• _TEXT TO READ_
#####

Print

Print


My problem is now solved. The gocwiki did not include this particular
cause of the PeriodicHold problem. The correct answer was to remove
hanging condor jobs from the queue on the WMS as Daniele had
indicated. I suspect that several WMS' still have hanging condor jobs
queued for Bergen, I will try to deduce which and get in touch.

This problem started when our disk partition filled up and jobs
started hanging in the WN queue.

Jeremy

On 05/12/06, Alessandro Paolini <[log in to unmask]> wrote:
>
>  Hi Jeremy,
>  maybe also this faq
> http://goc.grid.sinica.edu.tw/gocwiki/The_PeriodicHold_expression_'Matched_%3d%21%3d_TRUE_%26%26_CurrentTime_%3e_QDate_+_900'
>  can help you
>
>  Alessandro
>
>  Jeremy Cook ha scritto:
> Hi all,
>
>  I've been struggling since the middle of last week to understand why our
> gLite CE node does not work consistently anymore, and it's driving me nuts!
>
>  So far it seems to boil down to this, if I use the Northern ROC for my UI,
> as in:
>
>  RB_HOST=g03n03.pdc.kth.se
>  WMS_HOST=g03n06.pdc.kth.se
>
>  in the side-info.def for my UI then submitted jobs reach the CE, no auth
> errors, and the job-manager starts running, however nothing is submitted to
> the WN, which are running on a seperate cluster.

#####

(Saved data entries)
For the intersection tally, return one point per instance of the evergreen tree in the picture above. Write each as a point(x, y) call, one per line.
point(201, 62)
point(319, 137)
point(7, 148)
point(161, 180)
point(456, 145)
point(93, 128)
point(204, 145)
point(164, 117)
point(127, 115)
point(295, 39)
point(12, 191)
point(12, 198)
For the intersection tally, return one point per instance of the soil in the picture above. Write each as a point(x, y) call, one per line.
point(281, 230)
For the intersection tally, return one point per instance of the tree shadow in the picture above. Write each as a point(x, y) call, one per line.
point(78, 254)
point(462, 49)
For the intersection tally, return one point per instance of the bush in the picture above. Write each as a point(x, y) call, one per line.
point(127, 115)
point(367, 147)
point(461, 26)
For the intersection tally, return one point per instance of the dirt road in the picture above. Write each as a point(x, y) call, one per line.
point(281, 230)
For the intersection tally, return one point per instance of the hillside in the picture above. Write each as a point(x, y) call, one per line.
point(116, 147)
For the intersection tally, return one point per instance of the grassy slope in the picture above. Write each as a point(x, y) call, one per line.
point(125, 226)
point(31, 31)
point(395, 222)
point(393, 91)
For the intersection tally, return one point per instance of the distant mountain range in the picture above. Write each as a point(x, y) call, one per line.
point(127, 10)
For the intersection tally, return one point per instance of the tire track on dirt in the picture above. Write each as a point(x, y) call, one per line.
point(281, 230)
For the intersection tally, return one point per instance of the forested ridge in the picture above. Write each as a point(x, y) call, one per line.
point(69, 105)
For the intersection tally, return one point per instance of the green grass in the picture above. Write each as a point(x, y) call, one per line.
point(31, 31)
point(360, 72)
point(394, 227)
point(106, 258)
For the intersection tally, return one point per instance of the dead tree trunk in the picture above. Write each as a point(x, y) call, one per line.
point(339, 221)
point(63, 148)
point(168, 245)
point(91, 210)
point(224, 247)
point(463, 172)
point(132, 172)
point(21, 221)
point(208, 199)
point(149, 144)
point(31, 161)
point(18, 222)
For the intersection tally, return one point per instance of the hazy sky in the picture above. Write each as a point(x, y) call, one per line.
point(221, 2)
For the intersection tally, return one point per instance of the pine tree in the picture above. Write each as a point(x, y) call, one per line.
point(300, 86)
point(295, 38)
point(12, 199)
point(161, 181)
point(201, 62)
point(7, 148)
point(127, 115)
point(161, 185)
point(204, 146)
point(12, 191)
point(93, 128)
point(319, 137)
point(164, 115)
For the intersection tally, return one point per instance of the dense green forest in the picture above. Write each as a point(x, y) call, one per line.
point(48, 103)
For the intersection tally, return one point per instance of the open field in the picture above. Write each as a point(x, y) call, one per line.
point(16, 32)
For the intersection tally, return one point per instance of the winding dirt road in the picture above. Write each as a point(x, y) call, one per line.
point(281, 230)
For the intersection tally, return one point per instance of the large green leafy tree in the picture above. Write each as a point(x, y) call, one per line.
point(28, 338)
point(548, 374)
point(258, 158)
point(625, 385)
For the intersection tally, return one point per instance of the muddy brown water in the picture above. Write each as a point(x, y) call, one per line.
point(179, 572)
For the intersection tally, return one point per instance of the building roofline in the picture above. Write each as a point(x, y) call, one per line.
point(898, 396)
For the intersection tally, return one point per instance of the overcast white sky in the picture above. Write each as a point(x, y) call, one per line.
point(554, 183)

#####

• _JOBS_
(A) Which people are named in the thread about the PeriodicHold problem?
(B) Could you continue the thread about the PeriodicHold problem, starting right after its final sentence?

• _TASK-BY-TASK ANSWERS_
(A) Jeremy Cook, Daniele, Alessandro Paolini

(B)
>
>  If I switch to:
>
>  WMS_HOST=rb103.cern.ch
>  RB_HOST=glite-rb.scai.fraunhofer.de
>
>  in the UI config and rerun the config site script then submitted jobs reach
> the glite CE *and* get submitted to the WN. You would think this points to
> some sort of config error in the WMS at PDC, however there doesn't seem to
> be any sort of consistent pattern.
>
>  I see a similar pattern from the log files for incoming atlas and bio jobs.
> Some are executed, others reach the CE but not the WN, and seemingly
> dependent on the "dispatching" WMS host (though not entirely consistently).
>
>  Also looking through the gCE SAM results I see one or two sites with
> similar errors to us, but not in any way that I would say makes a pattern.
>  This error seems to be significant:
>
>  - reason                  =    Got a job held event, reason: "The job
> attribute PeriodicHold expression 'Matched =!= TRUE && CurrentTime > QDate +
> 900' evaluated to TRUE"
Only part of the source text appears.